> [MATERIAL FOR THE TASK]:
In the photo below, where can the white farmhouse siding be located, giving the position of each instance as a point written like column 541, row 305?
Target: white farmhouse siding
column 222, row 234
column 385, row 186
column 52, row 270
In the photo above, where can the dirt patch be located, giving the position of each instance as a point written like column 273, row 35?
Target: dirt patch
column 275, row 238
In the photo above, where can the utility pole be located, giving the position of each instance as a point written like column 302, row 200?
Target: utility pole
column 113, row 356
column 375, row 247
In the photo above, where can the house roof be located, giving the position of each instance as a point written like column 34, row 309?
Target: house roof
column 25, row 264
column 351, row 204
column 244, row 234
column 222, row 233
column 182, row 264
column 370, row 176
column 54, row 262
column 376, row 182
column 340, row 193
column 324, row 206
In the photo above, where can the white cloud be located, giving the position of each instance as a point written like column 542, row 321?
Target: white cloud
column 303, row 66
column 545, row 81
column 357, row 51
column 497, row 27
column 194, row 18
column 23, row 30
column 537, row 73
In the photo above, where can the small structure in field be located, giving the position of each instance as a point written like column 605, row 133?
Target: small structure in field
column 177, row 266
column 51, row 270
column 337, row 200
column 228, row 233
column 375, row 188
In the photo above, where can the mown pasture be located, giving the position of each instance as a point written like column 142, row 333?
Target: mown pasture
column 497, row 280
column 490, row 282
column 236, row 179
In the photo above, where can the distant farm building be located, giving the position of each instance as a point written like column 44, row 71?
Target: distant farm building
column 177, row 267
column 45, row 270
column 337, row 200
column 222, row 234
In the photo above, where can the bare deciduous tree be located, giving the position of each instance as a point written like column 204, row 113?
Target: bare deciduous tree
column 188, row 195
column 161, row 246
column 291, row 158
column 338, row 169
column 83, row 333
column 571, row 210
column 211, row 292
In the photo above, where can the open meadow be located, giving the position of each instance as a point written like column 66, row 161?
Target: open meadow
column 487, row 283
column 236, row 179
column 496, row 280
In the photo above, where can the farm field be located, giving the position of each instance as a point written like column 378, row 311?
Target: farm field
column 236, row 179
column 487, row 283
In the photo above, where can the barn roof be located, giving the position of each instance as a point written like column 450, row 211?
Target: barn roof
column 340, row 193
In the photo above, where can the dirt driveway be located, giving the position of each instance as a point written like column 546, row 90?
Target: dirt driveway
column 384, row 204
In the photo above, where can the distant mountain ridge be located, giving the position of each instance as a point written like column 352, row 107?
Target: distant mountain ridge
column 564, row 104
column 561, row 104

> [TASK OBJECTIVE]: Restate the line containing "Target: farm field" and every remaining line of the records word for word. Add nothing.

> [TASK RESULT]:
Target: farm field
column 236, row 179
column 487, row 283
In the photo above, where can the barn roof be located, giving the position of each instance as a point written like column 450, row 211?
Target: barn roof
column 340, row 193
In the photo above, where can the dirt driveway be located, giving the position of each instance as a point written like column 546, row 90?
Target: dirt driveway
column 384, row 204
In the photo above, where can the distant mountain ridge be located, giving the position of each instance as a point written like column 352, row 107?
Target: distant mountain ridge
column 564, row 104
column 561, row 104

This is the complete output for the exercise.